**SUPPLIED TEXT**

★ ★ ★

Federated Learning

Overview

This is a system for training a text generation Recurrent Neural Network (RNN) using multiple clients/computers.

The system consists of a server and multiple clients that work together to train a language model. The server distributes training data and model weights to clients, while clients perform computation and send back rewards (loss values) that are used to update the model’s parameters.

Key Features

Distributed Training: Leverages multiple machines to accelerate training
Simple RNN Language Model: Implements a character-level language model with RNN architecture
Efficient Communication: Custom protocol for sending data between server and clients
Gradient-based Optimization: Uses Adam optimizer for efficient parameter updates

How It Works

The server initializes model weights and starts listening for client connections
Clients connect to the server and receive initial weights and configuration
For each training step:
- (Optional, can happen every N steps) Server distributes tokenized text data to clients
- Clients compute loss values using the current model weights with added noise
- Clients send loss values back to the server
- Server normalizes the rewards and sends them back to clients
- Clients update their local copy of the model weights based on these normalized rewards
- Periodically, the server requests updated weights from a client to save checkpoints

Technical Details

Model Architecture

The system implements a recurrent neural network (RNN) language model with the following components:

Multiple RNN layers with tanh activation functions
Hidden state that captures context information
Output layer that predicts probabilities for the next token
Support for beam search during generation

Optimization

The model is trained using:

Distributed gradient estimation
Adam optimizer for parameter updates
Configurable learning rate and other hyperparameters

Communication Protocol

The system uses a custom communication protocol with:

Header-based messages specifying data length
Support for different data types (text, numpy arrays, pickled objects)

More information on the math can be found in this writeup.

Future Work

Optimize training
- Port to C++
- Implement sequence packing for higher average batch sizes
Add support for different model architectures
Add support for different datasets
Add support for tool calling

★ ★ ★

**GIVEN ENTRIES**
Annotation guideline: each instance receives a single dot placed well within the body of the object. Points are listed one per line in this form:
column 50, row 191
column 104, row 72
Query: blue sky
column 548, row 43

★ ★ ★

**EXERCISE A**
Answer these questions using the federated learning page:
(i) Which optimizer does the system use for parameter updates?
(ii) What activation function do the RNN layers use?
(iii) What values do clients send back to the server?
**EXERCISE B**
Extract the federated learning page from "Distributed gradient estimation" to "in this writeup.".

**SOLUTION A**
(i) The Adam optimizer.
(ii) Tanh.
(iii) Loss values, which the page also calls rewards.

**SOLUTION B**
Distributed gradient estimation
Adam optimizer for parameter updates
Configurable learning rate and other hyperparameters

Communication Protocol

The system uses a custom communication protocol with:

Header-based messages specifying data length
Support for different data types (text, numpy arrays, pickled objects)

More information on the math can be found in this writeup.